Work instructions
Print the entries below without any changes, from the first line through the line containing "Target: vertical wooden post".

§ §

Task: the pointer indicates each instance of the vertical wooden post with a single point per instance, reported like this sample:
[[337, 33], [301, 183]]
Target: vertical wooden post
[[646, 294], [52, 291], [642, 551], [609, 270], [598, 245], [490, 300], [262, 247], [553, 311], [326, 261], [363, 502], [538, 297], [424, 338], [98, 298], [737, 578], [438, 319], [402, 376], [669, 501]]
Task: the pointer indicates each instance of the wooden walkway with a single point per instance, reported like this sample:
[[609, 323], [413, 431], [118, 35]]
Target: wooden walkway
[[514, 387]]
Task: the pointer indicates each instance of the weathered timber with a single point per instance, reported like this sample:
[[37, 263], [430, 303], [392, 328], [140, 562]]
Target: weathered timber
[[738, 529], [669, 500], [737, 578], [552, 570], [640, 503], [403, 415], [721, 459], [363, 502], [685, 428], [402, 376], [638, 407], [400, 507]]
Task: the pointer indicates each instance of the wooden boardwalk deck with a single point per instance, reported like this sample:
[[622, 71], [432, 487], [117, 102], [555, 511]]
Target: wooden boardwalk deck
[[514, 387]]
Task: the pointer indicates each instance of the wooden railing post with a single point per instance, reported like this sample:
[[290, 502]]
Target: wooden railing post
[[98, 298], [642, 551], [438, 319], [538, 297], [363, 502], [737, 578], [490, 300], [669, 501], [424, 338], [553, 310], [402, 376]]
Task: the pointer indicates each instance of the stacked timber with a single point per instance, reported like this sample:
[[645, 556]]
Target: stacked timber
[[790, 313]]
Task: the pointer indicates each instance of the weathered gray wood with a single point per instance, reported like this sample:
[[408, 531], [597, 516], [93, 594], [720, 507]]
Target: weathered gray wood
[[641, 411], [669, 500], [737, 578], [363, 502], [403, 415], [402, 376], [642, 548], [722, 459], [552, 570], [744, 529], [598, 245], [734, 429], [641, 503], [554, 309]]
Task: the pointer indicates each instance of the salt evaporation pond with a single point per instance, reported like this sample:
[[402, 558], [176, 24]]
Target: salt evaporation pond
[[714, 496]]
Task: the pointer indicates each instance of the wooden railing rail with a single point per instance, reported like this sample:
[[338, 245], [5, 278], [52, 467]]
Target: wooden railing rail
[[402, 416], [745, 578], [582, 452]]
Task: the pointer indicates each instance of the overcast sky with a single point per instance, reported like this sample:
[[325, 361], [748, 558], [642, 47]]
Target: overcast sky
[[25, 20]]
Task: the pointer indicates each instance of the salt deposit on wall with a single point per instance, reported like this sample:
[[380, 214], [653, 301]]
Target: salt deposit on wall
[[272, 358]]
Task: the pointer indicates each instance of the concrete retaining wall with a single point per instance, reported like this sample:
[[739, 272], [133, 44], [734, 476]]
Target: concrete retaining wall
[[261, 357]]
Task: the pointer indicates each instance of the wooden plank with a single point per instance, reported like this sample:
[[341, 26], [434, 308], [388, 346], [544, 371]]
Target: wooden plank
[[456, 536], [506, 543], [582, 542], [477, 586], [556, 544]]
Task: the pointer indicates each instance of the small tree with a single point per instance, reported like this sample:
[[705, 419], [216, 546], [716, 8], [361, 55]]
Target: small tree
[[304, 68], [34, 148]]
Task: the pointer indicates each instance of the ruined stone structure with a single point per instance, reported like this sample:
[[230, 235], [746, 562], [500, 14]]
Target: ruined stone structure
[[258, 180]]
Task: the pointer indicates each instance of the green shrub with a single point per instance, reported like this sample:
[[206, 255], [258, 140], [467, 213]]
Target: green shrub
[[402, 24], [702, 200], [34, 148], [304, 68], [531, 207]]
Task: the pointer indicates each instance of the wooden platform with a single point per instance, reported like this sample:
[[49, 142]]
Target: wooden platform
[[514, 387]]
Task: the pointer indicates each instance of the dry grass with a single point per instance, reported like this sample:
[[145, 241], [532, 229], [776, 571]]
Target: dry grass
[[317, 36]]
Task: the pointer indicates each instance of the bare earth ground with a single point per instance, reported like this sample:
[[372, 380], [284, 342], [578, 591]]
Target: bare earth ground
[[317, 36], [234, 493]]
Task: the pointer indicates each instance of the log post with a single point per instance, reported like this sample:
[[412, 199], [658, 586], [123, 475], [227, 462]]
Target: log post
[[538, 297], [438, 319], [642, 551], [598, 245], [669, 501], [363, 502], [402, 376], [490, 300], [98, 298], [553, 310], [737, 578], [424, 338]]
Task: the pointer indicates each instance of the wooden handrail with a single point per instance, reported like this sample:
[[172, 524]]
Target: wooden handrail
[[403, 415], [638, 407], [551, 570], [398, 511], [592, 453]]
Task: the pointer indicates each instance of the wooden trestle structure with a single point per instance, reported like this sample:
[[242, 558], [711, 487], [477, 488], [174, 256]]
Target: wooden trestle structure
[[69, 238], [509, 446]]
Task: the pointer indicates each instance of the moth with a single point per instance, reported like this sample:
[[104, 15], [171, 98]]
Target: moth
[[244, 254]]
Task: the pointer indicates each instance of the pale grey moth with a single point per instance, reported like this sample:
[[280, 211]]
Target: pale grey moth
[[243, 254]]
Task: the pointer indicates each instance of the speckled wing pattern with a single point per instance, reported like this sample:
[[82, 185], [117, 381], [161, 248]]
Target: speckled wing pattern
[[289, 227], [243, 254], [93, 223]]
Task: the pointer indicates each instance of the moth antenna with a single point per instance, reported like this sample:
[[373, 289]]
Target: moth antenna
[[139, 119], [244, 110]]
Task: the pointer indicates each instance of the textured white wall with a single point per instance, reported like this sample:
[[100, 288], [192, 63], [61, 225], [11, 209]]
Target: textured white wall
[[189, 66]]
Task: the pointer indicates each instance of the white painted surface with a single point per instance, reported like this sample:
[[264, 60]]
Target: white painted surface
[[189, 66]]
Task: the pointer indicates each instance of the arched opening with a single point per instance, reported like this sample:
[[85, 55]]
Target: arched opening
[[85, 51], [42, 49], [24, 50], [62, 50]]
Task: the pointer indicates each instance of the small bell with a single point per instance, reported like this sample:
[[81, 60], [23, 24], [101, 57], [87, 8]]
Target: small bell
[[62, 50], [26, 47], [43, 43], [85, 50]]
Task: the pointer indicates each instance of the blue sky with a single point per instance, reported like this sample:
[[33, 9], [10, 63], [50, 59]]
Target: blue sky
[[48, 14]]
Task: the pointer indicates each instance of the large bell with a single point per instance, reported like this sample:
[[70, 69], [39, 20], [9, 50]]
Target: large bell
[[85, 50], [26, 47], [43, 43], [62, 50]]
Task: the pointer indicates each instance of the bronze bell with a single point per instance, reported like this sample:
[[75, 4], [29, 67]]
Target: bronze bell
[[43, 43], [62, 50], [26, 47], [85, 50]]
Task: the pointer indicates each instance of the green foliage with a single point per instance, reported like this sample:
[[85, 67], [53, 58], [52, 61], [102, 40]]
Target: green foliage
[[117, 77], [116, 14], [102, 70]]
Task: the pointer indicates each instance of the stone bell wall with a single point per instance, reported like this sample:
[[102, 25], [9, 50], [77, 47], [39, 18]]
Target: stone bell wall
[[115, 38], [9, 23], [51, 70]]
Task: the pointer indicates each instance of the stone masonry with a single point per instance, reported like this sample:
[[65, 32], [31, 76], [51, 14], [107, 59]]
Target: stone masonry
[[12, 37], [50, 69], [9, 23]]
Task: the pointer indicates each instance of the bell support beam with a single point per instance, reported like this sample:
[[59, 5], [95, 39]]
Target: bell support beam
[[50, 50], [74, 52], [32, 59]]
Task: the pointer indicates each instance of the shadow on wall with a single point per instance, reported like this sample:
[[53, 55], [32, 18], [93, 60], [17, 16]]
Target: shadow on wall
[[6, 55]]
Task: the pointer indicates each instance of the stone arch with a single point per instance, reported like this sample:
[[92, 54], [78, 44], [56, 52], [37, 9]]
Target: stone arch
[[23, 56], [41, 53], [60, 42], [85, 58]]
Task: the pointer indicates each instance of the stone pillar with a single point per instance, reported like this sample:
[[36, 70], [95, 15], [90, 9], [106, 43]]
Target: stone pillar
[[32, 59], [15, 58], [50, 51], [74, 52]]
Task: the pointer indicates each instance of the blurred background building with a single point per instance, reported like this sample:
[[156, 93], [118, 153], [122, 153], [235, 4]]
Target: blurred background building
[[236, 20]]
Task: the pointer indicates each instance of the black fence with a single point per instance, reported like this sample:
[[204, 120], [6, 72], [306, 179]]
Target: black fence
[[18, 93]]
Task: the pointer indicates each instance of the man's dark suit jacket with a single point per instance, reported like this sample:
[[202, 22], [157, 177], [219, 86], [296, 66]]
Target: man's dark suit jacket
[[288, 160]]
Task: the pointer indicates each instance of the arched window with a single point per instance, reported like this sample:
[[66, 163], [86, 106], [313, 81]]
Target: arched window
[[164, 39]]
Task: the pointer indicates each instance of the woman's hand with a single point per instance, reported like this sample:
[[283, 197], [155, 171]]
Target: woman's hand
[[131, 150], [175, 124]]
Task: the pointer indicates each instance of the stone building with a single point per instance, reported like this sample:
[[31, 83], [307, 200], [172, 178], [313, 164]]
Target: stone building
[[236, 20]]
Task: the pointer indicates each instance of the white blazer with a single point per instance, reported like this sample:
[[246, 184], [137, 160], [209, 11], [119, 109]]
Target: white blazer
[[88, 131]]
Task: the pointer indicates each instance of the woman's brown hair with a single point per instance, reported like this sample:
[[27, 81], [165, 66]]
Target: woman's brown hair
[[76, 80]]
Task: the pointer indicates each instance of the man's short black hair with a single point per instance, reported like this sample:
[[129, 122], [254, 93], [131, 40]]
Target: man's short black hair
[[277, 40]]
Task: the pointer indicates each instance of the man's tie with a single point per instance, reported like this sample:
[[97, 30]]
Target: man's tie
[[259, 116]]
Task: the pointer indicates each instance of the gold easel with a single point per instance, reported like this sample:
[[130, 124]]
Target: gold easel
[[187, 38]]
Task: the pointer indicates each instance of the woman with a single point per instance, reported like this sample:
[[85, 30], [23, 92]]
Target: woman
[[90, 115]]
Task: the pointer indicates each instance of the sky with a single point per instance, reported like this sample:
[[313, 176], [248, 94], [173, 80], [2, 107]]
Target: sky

§ §

Answer below
Task: the pointer indicates each instance of the vertical wooden post with a single point per instance, reported like this sample:
[[337, 33], [301, 183]]
Target: vertical wooden post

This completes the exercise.